**PROBLEM DESCRIPTION**
Whenever a line below includes "blue", add it to the tally, then give the total and nothing more.

--- START ---

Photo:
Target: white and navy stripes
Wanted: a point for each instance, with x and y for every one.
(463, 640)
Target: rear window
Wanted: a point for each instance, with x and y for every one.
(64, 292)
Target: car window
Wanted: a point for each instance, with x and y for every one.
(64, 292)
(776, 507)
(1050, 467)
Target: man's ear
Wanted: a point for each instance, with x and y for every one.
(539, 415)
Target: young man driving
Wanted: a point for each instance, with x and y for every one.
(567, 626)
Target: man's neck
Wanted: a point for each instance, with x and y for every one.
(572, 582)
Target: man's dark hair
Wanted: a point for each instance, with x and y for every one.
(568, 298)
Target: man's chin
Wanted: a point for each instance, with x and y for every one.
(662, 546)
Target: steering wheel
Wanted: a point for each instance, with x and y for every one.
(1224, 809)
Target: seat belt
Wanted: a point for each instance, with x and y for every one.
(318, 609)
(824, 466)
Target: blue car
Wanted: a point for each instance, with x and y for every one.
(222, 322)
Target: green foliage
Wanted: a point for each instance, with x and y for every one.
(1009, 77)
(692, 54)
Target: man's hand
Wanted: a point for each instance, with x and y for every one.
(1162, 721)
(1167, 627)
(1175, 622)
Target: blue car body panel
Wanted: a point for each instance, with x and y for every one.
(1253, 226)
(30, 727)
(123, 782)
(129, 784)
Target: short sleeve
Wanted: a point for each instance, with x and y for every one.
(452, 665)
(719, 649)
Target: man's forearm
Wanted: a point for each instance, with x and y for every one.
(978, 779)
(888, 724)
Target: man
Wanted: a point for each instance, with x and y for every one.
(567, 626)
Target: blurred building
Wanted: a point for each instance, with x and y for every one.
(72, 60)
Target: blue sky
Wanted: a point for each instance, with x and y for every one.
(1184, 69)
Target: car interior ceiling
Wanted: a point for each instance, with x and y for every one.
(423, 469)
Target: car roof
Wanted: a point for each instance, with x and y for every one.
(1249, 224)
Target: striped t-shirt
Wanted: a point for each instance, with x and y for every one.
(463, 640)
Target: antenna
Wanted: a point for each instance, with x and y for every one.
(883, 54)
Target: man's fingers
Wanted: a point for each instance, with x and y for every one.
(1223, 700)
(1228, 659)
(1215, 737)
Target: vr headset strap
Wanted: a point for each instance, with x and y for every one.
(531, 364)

--- END ---

**THE COMPLETED TASK**
3